= Tâche demandée 1 =
Dans l'extrait sur le Rite de la lumière, qui a écrit le texte sur le pardon ?
=== Extrait fourni ===
Rite, avec un R majuscule, tant il est vrai que Gabriel Ringlet met les Rites a l'honneur en ouvrant dès le mois de Mai 2020 l’Ecole des rites et de la célébration du Prieuré de Malèves-Sainte-Marie.

Pour ce Rite de la lumière, chacun de nous dans l'assemblée s'est vu distribuer un cierge et du coeur de la travée centrale, de part et d'autre sur chaque rangée latérale, chacun a fait passer la lumière, la flamme d'un cierge à l'autre. Jusqu'à ce que tous dans |'église aient en main un trait de lumière, un cierge allumé, un trait d'union.

Il y eut une prière sur la lumière, avant que chacun n'éteigne d'un souffle la lumière entre ses mains.

Vint ensuite un texte sur le pardon, composé par Yves Duteil.

Je cite : « Pardonner, c'est se libérer du poids de la revanche, cueillir une fleur dans l'eau sale, chercher l'apaisement au-delà de la révolte. ».

Francine, Amie qui était à ma droite, juste en fin de rangée, m‘a fait remarquer cette image : « Cueillir une fleur dans l'eau sale ».

A ma gauche, se tenait Jeannine-André, en seul double prénom, tant ils ne font qu'un, comme Yves et Noëlle.

Puis vint la divine chanson « Le passeur de lumière ».

Quand j'écris « divine » , je ne sais pourquoi s'impose en moi la chanson « Divine idylle » de Vanessa PARADIS, dont le nom la prédestinait à faire passer la lumière, à être une Etoile incarnée.

« Le passeur de lumière » a résonné en |'Eglise du Prieuré comme un gospel. Tout commence par « Je connais par bonheur Un passeur de lumière Amoureux des étoiles Et curieux de la Terre ... ».

La chanson conclut sur les mots du refrain : « Il m'apprend à aimer par la beauté du geste ». Comme par hasard hier, je suis tombée (comme on dit « tomber en amour ») sur le livre de Bernard TIRTIAUX « Le passeur de lumière, Nivard de Champierre maître verrier », alors que je recherchais un livre de Julos BEAUCARNE, intitulé "BREL".

Digression : « Le passeur de lumière » m'avait été offert par une maman d'élève originaire de ... Belgique.
=== Données extraites ===
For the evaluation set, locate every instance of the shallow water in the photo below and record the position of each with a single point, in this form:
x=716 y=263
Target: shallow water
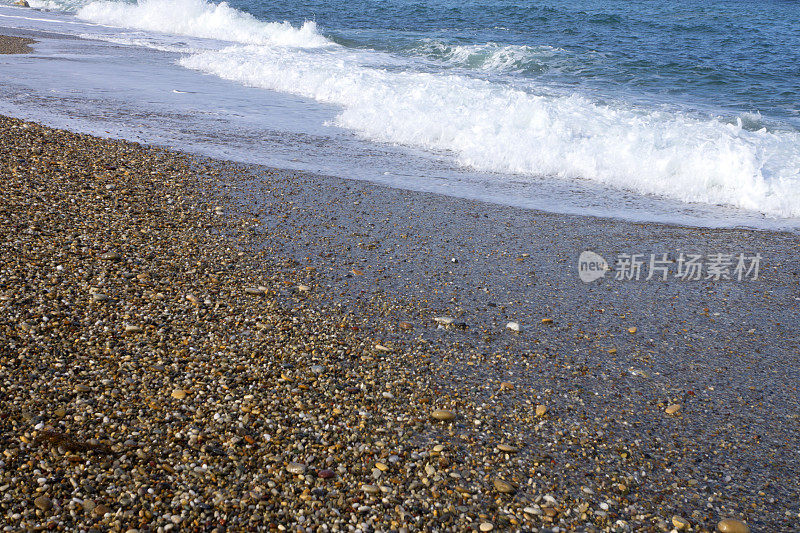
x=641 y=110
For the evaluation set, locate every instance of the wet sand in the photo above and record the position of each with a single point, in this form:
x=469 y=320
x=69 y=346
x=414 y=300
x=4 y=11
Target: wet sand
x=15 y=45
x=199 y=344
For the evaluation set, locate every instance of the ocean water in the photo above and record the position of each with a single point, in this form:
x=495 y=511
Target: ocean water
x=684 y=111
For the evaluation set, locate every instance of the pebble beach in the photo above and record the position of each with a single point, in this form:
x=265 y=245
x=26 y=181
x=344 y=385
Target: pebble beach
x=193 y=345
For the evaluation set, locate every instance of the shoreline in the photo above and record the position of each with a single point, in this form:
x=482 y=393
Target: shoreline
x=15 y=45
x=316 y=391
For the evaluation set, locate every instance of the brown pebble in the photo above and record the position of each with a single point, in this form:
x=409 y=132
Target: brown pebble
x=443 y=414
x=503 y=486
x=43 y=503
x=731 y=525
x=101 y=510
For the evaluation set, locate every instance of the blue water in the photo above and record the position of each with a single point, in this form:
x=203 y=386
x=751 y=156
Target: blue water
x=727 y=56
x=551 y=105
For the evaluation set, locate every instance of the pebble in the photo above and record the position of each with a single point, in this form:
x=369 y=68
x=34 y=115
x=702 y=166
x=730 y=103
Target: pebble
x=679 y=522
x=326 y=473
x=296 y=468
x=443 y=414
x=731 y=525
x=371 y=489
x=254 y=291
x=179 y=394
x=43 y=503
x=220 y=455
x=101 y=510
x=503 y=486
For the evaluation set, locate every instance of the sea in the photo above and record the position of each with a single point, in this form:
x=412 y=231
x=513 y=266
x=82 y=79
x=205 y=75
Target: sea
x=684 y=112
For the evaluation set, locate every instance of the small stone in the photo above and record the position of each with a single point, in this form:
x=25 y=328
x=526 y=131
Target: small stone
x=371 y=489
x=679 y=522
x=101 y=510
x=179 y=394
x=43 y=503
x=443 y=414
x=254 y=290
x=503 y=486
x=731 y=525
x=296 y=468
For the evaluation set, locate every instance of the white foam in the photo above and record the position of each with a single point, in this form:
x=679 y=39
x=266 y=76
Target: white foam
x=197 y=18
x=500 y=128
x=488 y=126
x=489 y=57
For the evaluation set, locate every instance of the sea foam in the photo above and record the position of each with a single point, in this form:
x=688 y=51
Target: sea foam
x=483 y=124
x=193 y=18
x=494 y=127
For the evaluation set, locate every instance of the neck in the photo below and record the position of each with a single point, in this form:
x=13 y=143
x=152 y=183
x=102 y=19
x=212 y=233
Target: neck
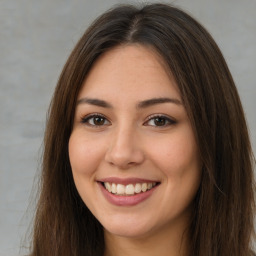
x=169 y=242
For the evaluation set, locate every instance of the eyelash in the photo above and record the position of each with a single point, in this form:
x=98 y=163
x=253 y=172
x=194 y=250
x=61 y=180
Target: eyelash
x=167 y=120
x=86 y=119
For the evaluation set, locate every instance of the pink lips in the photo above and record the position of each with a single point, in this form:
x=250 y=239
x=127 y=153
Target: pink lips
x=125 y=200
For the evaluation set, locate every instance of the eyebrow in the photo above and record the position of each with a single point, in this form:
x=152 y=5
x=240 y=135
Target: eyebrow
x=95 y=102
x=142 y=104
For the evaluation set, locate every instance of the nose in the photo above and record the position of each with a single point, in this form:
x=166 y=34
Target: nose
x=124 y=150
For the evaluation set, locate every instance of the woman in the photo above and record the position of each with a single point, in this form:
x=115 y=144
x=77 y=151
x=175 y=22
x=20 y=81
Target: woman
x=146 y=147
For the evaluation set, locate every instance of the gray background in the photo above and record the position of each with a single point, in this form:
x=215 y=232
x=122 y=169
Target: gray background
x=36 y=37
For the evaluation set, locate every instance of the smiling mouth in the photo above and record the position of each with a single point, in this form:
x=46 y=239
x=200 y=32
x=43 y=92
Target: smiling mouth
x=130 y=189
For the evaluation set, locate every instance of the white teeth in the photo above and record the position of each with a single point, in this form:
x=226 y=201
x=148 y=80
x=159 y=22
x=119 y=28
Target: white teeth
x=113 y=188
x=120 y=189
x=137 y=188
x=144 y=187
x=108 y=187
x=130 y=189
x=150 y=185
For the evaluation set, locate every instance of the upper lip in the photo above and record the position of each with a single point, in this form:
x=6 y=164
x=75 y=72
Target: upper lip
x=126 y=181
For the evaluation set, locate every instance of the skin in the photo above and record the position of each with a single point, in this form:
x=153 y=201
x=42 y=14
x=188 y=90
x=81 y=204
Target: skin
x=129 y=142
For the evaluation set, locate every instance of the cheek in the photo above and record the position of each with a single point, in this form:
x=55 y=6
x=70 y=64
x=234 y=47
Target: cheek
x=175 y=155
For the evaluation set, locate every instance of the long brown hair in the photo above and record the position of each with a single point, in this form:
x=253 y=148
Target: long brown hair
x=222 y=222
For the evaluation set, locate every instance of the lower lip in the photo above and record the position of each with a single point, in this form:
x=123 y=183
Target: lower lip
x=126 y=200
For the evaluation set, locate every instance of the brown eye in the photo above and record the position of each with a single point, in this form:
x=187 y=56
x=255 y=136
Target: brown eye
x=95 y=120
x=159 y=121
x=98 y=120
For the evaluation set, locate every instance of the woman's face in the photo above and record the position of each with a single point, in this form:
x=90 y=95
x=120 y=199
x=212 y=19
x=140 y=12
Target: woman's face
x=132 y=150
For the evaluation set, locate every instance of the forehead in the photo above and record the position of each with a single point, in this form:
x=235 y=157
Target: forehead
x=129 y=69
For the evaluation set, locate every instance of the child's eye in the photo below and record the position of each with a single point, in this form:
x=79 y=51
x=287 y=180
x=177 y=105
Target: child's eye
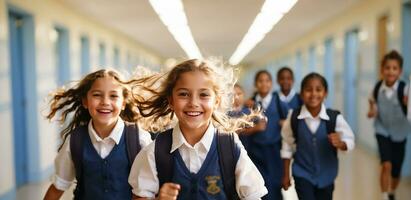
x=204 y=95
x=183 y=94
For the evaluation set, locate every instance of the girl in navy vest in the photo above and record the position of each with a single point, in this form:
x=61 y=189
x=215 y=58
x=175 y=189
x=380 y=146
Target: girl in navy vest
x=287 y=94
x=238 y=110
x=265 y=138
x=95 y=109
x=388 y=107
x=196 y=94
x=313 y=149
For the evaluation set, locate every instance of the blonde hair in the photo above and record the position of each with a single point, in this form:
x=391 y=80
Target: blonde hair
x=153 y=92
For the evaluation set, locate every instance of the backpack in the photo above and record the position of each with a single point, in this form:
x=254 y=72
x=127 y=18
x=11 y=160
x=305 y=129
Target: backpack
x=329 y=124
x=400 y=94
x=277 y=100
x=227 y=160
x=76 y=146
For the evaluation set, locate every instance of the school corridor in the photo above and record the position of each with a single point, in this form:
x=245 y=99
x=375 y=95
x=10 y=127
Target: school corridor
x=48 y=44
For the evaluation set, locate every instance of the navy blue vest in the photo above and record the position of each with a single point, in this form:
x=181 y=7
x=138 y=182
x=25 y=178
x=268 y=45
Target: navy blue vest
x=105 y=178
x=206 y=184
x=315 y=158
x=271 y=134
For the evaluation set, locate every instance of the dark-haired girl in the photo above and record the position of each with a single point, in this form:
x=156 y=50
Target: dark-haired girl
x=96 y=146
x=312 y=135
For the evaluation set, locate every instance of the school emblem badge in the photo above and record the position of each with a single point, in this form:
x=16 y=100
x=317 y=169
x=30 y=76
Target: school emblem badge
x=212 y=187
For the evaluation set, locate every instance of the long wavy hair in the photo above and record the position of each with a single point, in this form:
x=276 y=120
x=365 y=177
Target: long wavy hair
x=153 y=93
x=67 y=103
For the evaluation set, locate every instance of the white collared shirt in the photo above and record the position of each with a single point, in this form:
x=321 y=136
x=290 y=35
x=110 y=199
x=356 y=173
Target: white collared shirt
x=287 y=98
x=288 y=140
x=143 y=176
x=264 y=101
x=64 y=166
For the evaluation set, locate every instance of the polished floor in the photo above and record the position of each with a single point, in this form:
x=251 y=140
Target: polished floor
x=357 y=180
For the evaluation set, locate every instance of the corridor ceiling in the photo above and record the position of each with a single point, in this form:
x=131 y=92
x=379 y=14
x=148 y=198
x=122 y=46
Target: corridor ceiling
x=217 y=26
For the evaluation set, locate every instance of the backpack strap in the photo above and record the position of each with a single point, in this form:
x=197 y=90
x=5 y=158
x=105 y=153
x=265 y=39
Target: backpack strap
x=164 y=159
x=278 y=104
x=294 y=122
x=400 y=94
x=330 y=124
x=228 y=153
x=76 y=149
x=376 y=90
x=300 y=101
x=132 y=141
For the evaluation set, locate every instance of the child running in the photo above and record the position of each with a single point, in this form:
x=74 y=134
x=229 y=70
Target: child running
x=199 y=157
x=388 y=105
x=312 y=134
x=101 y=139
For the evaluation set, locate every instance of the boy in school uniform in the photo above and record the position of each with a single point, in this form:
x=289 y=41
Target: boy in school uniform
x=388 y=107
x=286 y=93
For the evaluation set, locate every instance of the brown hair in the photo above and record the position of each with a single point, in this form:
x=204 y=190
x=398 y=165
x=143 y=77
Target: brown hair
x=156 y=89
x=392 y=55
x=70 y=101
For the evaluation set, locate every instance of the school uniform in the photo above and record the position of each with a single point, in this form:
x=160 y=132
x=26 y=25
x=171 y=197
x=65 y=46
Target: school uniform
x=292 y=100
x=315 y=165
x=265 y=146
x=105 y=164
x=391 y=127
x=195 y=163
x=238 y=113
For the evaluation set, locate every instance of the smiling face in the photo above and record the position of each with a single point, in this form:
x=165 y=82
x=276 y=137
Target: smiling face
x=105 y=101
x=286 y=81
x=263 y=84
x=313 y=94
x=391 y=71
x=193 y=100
===
=== Données extraites ===
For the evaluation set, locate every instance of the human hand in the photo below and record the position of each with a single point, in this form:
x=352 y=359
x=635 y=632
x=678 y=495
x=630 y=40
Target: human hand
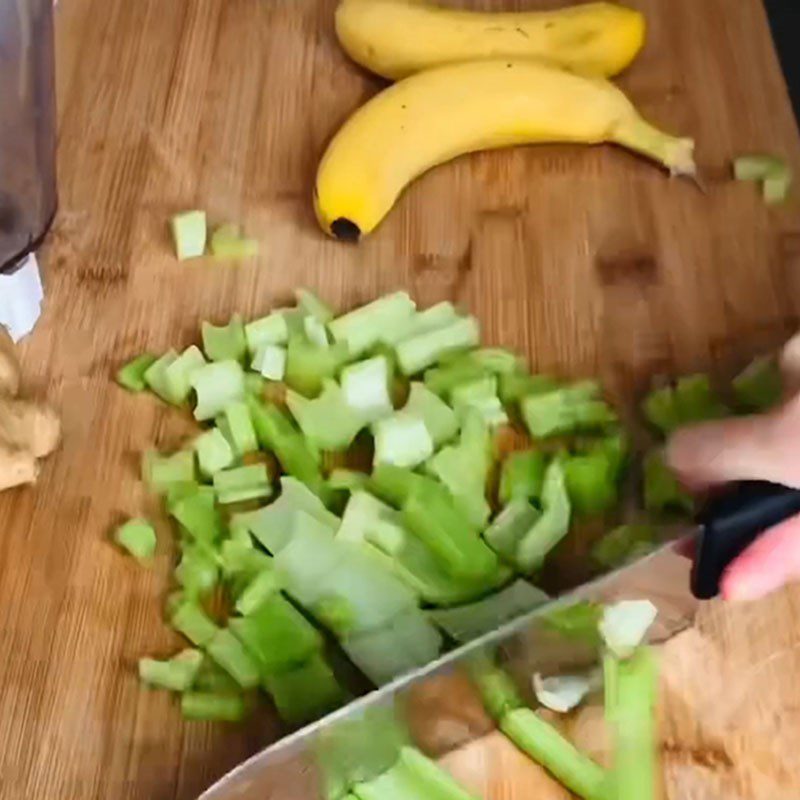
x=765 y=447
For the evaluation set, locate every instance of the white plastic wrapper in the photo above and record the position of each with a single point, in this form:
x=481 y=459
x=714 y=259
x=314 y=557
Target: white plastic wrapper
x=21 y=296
===
= Tâche demandée 2 =
Recopie tel quel le passage des entrées qui va de la ligne contenant "For the evaluation set, locate every instance of the brown eye" à la ligne contenant "x=132 y=150", ces deux lignes comprises.

= Résultat 1 =
Yves Duteil.

= Résultat 2 =
For the evaluation set, locate every instance of the brown eye in the photo above and record the position of each with a single point, in this form:
x=187 y=56
x=255 y=136
Target: brown eye
x=95 y=120
x=159 y=121
x=98 y=120
For the evaluation set, locate every instance of the woman's face in the photo above and record the position of each with a single point, in this form:
x=90 y=95
x=120 y=199
x=212 y=19
x=140 y=12
Target: woman's face
x=132 y=150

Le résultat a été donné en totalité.